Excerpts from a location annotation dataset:

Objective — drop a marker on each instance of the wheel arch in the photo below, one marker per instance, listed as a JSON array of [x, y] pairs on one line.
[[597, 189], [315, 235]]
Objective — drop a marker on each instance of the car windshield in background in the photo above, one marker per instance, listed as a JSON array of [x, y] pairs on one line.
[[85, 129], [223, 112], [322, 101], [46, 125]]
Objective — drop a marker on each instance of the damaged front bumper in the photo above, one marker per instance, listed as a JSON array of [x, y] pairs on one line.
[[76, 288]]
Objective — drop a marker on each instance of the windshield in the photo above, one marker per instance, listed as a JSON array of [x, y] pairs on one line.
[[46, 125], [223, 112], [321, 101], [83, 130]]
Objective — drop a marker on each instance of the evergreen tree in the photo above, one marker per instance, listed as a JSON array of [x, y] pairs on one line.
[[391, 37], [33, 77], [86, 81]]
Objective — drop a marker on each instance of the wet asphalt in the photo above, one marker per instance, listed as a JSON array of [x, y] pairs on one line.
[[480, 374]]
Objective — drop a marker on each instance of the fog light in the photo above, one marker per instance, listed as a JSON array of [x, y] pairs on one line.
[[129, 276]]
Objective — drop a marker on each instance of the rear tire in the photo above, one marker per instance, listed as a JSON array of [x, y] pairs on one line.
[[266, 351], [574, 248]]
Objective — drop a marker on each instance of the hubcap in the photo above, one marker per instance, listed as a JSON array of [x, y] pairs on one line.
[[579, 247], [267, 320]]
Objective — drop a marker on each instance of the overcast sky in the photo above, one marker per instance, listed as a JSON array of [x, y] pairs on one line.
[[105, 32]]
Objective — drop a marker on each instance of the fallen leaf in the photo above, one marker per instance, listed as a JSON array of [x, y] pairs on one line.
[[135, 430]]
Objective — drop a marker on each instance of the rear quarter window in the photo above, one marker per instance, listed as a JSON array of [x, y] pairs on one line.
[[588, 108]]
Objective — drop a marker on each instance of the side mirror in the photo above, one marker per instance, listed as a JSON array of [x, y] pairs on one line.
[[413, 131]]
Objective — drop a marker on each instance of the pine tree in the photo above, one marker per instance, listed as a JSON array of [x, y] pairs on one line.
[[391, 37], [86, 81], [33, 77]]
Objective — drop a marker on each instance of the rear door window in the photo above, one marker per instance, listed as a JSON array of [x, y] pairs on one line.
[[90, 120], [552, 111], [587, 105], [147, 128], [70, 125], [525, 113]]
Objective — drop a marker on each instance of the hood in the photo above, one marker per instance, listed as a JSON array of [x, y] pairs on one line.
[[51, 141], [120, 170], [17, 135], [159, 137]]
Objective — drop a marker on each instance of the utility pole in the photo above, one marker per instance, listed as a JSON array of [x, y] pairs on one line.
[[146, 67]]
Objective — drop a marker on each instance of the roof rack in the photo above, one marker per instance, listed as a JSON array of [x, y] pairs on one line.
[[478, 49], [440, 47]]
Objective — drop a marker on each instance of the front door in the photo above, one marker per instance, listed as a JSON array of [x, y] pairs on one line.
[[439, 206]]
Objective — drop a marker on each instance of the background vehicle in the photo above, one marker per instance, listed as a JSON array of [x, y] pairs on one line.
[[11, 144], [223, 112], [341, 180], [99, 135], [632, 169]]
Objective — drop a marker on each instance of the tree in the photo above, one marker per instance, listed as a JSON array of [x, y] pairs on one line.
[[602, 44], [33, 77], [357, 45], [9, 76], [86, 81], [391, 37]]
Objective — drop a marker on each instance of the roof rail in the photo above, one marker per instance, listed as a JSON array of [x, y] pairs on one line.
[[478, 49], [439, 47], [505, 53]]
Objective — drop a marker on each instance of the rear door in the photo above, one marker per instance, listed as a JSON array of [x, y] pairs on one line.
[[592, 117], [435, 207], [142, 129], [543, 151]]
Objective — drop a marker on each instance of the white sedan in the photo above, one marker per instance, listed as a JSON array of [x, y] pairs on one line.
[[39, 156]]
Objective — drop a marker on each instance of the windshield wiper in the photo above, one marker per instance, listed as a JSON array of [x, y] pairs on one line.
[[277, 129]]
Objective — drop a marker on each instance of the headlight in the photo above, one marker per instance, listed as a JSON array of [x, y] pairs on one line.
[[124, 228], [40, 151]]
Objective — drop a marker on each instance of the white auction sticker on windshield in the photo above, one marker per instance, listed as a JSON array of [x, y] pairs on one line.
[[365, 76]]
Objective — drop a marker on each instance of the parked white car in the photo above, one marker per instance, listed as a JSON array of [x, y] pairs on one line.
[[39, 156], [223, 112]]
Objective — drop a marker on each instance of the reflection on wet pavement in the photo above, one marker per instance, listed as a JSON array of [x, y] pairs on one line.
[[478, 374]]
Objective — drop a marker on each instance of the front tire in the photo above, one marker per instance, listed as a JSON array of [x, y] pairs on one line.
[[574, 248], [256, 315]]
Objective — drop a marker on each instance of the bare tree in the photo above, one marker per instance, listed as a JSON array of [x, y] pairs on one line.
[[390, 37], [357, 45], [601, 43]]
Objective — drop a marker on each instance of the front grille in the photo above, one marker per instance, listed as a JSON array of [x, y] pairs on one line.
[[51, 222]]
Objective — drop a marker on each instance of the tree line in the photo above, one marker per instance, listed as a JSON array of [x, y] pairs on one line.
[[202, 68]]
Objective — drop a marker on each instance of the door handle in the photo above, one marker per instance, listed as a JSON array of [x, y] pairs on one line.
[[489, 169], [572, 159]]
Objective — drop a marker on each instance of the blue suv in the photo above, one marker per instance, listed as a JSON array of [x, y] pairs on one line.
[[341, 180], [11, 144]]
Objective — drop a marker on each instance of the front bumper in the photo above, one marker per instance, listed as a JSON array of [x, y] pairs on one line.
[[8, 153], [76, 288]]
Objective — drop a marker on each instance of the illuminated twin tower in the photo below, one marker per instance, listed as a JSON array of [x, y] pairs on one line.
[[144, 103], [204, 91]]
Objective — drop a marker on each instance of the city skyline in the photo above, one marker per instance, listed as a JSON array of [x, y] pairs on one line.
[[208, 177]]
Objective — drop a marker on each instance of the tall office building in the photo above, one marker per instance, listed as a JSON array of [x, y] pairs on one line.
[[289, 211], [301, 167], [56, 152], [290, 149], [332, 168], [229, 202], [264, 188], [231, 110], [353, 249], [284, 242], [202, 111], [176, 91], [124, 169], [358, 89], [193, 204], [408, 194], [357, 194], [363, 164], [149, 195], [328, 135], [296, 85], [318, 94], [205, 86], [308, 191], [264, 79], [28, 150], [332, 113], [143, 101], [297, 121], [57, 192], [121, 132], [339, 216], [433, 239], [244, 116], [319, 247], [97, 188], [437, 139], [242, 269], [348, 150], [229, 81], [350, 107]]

• SET TASK: Turn the listing above into a JSON array of strings with one string per line, leaving out any blank lines.

• TASK ANSWER:
[
  "Objective — drop a marker on each instance of the wheel arch in the photo below, one marker per instance, listed as a JSON array of [x, y] pairs on one line.",
  "[[597, 189], [315, 235]]",
  "Objective — drop a marker on each instance of the car windshield in background in the photo above, one marker per instance, listed as a JSON array of [x, y] pairs on one line.",
  "[[85, 129], [223, 112], [322, 101], [46, 125]]",
  "Objective — drop a marker on each instance of the damaged front bumper in the photo above, one marker per instance, listed as a JSON array of [x, y] pairs on one line.",
  "[[76, 288]]",
  "Objective — drop a marker on each instance of the windshield in the photo above, one marker per instance, listed as a JSON array of [x, y] pairs on one line.",
  "[[46, 125], [223, 112], [321, 101], [83, 130]]",
  "Objective — drop a marker on each instance of the evergreen tree in the photo above, one marker per instance, listed as a JSON array of [x, y] pairs on one line.",
  "[[391, 37], [33, 77], [86, 81]]",
  "Objective — drop a marker on each instance of the wet asphalt in the photo above, one marker per instance, listed as a JSON array of [x, y] pairs on one line.",
  "[[480, 374]]",
  "Objective — drop a marker on each instance of the fog light in the photo above, one marker per instance, listed as a JSON array of [x, y] pairs on one line.",
  "[[129, 276]]",
  "Objective — drop a marker on each instance of the rear tire in the photo above, one marker per instance, listed as a JSON array of [x, y] pairs on one line.",
  "[[266, 351], [574, 248]]",
  "Objective — drop a marker on each instance of the hubcap in the photo above, one marker per instance, listed as a JSON array of [x, y] pairs on one line.",
  "[[579, 247], [267, 320]]",
  "Objective — drop a marker on each instance of the overcast sky in the photo above, one marker per instance, listed as a JSON array of [x, y] pairs on one line.",
  "[[105, 32]]",
  "Objective — drop a marker on each instance of the fallen leaf in the photo above, one marker per instance, listed as a JSON array of [x, y] pairs on one line.",
  "[[135, 430]]",
  "Objective — drop a marker on each instance of the rear quarter window in the photo above, one marker per instance, listed as a JSON array of [x, y] pairs on one line.",
  "[[588, 108]]",
  "Objective — drop a marker on each instance of the side mirror in the photo above, one marker per instance, listed as a JSON array of [x, y] pairs on one line.",
  "[[413, 131]]",
  "Objective — drop a marker on each instance of the pine tree in the photo above, one marker per instance, listed as a JSON array of [x, y] pairs on one line.",
  "[[391, 37], [86, 81], [33, 77]]",
  "Objective — drop a marker on each instance of the rear door window in the photo above, one marker per instance, listed as a JSON array of [x, y] pairs on one line.",
  "[[90, 120], [552, 111], [587, 105], [147, 128], [70, 125], [525, 113]]",
  "Objective — drop a marker on each instance of the hood in the photo above, one marker per instance, listed as a JSON array of [x, y] pairs on one line.",
  "[[51, 141], [120, 170], [17, 135], [159, 137]]",
  "Objective — drop a marker on each instance of the utility pole in the photo above, one marker per instance, listed as a JSON array of [x, y] pairs on one line.",
  "[[146, 67]]",
  "Objective — drop a marker on each instance of the roof rack in the photo above, one marker per instance, listed as a JSON array of [x, y] pairs on one line.",
  "[[478, 49], [440, 47]]",
  "Objective — drop a marker on each instance of the front door in the photo above, one marker per instance, listed as a JSON array of [x, y] pairs on one line.",
  "[[439, 206]]",
  "Objective — drop a marker on each instance of the background vehicle in the photo above, one marker per instance, listed as a JSON array of [x, y] pairs on one line.",
  "[[11, 144], [223, 112], [341, 180], [99, 135], [632, 169]]",
  "Objective — drop a marker on each instance of the tree in the photo above, one marker per instance, listed as a JSON array of [x, y] pairs on one line.",
  "[[602, 44], [33, 77], [357, 45], [9, 76], [86, 81], [391, 37]]",
  "Objective — drop a marker on each instance of the roof rail in the photo above, one marker per instance, listed as a JSON array of [x, y] pairs on one line.",
  "[[478, 49], [439, 47], [505, 53]]",
  "Objective — drop a marker on each instance of the rear door in the photo above, one marker per instance, listed as a JSON array of [x, y] pairs on one line.",
  "[[592, 117], [435, 207], [142, 129], [543, 151]]",
  "Objective — drop a marker on each instance of the white sedan in the photo above, one marker per instance, listed as a JSON array of [x, y] pairs on one line.",
  "[[39, 156]]",
  "Objective — drop a marker on each instance of the windshield wiper in the photo above, one marker per instance, listed as a JSON array of [x, y] pairs on one line.",
  "[[277, 129]]",
  "Objective — drop a marker on each instance of the headlight in the photo above, one marker per instance, listed as a JSON array of [x, y] pairs on one line.",
  "[[124, 228], [40, 151]]",
  "Objective — drop a marker on each instance of the white auction sticker on windshield in the photo above, one marker per instance, listed as a JSON array of [x, y] pairs on one line.",
  "[[365, 76]]",
  "Objective — drop a marker on each instance of the parked white car in the photo above, one marker per instance, listed as a JSON array of [x, y] pairs on one line.",
  "[[39, 156], [223, 112]]",
  "Objective — drop a marker on each instance of the reflection on wet pavement in the photo above, one marker per instance, listed as a JSON array of [x, y] pairs on one line.",
  "[[478, 374]]",
  "Objective — drop a marker on each instance of the front tire in the photo above, one marker per instance, listed as a JSON array of [x, y] pairs on one line.",
  "[[574, 248], [256, 315]]",
  "Objective — drop a marker on each instance of the bare tree in the photo above, one marker per instance, listed as a JSON array of [x, y] pairs on one line.",
  "[[390, 37], [357, 45], [601, 43]]",
  "Objective — drop a marker on each instance of the front grille in the photo above, one marker per instance, listed as a JSON array of [x, y] pairs on one line.",
  "[[51, 222]]",
  "Objective — drop a marker on each instance of the tree line in the photo above, one marker per instance, listed as a JSON array of [x, y] pairs on one line.",
  "[[202, 68]]",
  "Objective — drop a marker on each instance of the door handle in the photo above, one marker per instance, listed as a JSON array of [x, y] pairs on one line.",
  "[[489, 169], [572, 159]]",
  "Objective — drop a marker on each instance of the blue suv in the photo above, one marker per instance, listed as a JSON array of [x, y] pairs on one line.",
  "[[341, 180], [11, 144]]",
  "Objective — drop a marker on each instance of the front bumper in the photo above, one marker per instance, listed as a JSON array of [x, y] pairs on one line.",
  "[[8, 153], [76, 288]]",
  "Objective — drop a marker on each instance of the illuminated twin tower in the photo below, one marker per instance, listed as a JSON array of [x, y] pairs on one line.",
  "[[144, 103], [204, 91]]",
  "Objective — drop a marker on each instance of the city skyline in the photo above, one marker per instance, listed as a JSON array of [x, y] pairs on one line.",
  "[[208, 177]]",
  "Objective — drop a marker on each instance of the tall office building in the photo above, one marker per instance, listed as a JSON array of [x, y] pairs on one line.",
  "[[289, 211], [301, 167], [56, 152], [290, 149], [332, 168], [229, 202], [264, 188], [231, 110], [353, 249], [284, 242], [202, 111], [176, 91], [124, 169], [358, 89], [193, 204], [408, 194], [357, 194], [363, 164], [149, 195], [328, 135], [296, 85], [318, 94], [205, 86], [308, 191], [264, 79], [28, 150], [332, 113], [143, 101], [297, 121], [57, 192], [121, 132], [339, 216], [433, 239], [244, 116], [319, 247], [97, 188], [437, 139], [242, 269], [348, 150], [229, 81], [350, 107]]"
]